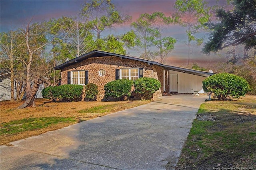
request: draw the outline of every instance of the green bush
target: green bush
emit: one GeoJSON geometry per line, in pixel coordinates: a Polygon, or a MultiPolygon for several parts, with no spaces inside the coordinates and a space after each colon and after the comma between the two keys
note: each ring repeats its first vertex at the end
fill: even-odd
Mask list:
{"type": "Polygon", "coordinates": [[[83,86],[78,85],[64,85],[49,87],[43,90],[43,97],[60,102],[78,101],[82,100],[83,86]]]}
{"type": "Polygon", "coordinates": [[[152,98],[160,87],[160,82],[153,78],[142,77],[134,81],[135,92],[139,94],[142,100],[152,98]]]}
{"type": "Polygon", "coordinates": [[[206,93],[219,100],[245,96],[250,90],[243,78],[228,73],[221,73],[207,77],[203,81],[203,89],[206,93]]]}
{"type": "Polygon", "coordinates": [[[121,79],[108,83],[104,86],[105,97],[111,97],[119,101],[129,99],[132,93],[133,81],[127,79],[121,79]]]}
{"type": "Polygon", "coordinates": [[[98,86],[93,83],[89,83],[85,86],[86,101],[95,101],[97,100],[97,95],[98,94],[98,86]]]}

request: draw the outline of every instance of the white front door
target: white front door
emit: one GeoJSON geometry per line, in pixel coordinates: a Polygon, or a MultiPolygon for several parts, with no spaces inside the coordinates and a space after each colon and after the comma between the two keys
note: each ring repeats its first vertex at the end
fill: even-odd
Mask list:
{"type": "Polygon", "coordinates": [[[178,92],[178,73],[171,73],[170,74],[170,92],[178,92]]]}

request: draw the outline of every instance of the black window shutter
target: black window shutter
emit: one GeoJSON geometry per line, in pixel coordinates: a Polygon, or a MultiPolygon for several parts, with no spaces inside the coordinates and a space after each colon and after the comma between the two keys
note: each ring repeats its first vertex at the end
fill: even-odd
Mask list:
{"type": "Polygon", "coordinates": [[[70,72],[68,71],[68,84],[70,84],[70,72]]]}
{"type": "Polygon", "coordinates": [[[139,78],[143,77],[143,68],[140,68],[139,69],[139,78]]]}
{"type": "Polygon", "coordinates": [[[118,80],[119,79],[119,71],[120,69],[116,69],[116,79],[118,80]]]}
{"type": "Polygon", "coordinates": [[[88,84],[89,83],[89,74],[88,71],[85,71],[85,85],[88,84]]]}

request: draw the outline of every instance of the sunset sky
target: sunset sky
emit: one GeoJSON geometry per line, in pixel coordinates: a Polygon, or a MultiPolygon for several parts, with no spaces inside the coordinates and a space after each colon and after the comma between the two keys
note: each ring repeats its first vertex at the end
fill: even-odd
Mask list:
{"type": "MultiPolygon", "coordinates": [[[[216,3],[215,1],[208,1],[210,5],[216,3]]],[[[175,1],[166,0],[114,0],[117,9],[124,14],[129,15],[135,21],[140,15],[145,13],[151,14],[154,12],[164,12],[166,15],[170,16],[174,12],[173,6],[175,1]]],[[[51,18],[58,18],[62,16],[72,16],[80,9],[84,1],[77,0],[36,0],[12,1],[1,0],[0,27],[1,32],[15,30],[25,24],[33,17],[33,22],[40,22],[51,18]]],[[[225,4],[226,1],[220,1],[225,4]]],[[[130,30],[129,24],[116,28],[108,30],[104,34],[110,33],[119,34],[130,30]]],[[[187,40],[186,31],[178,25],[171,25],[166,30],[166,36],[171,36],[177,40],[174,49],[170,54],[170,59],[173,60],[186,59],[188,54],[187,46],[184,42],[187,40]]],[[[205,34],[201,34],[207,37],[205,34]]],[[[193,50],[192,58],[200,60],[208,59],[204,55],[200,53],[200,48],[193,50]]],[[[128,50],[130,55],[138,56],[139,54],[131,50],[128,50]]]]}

☆ ☆ ☆

What to produce: Rewrite the listing from the line with "request: draw the outline of every instance of the black" through the end of the listing, swapping "black" for "dark" and leaving everything else the same.

Exercise result:
request: draw the outline of every instance of the dark window shutter
target: dark window shutter
emit: one GeoJSON geometry per line, in pixel coordinates: a Polygon, or a MultiPolygon for several parts, with no spaces inside the coordinates and a space after each colon and after the comma between the two keys
note: each ring repeats its first vertex at the end
fill: even-odd
Mask list:
{"type": "Polygon", "coordinates": [[[70,72],[68,71],[68,84],[70,84],[70,72]]]}
{"type": "Polygon", "coordinates": [[[139,78],[143,77],[143,68],[140,68],[139,69],[139,78]]]}
{"type": "Polygon", "coordinates": [[[118,80],[119,79],[119,71],[120,69],[116,69],[116,79],[118,80]]]}
{"type": "Polygon", "coordinates": [[[88,84],[89,83],[89,74],[88,71],[85,71],[85,85],[88,84]]]}

request: draw the outline of every instance of the sunset sky
target: sunset sky
emit: one GeoJSON geometry per line, in pixel coordinates: a Polygon, or a MultiPolygon for several parts, with no spaces inside the coordinates and a space after each colon and after the comma between the two keys
note: each ring repeats its first vertex at the end
fill: even-odd
Mask list:
{"type": "MultiPolygon", "coordinates": [[[[216,3],[215,1],[208,1],[210,5],[216,3]]],[[[175,1],[166,0],[114,0],[117,9],[124,14],[129,15],[135,21],[140,15],[145,13],[151,14],[154,12],[164,12],[166,15],[170,16],[174,12],[173,6],[175,1]]],[[[51,18],[58,18],[62,16],[72,16],[80,9],[84,1],[77,0],[36,0],[12,1],[1,0],[0,27],[1,32],[15,30],[25,24],[33,17],[33,22],[40,22],[51,18]]],[[[225,4],[226,1],[220,1],[225,4]]],[[[130,30],[129,24],[116,28],[108,30],[104,34],[110,33],[119,34],[130,30]]],[[[187,40],[186,31],[178,25],[171,25],[166,30],[166,36],[171,36],[177,40],[174,49],[170,54],[170,59],[173,60],[186,59],[188,54],[187,46],[184,42],[187,40]]],[[[205,34],[201,34],[207,37],[205,34]]],[[[193,50],[192,58],[200,60],[208,59],[204,55],[200,53],[200,48],[193,50]]],[[[128,50],[130,55],[138,56],[139,54],[131,50],[128,50]]]]}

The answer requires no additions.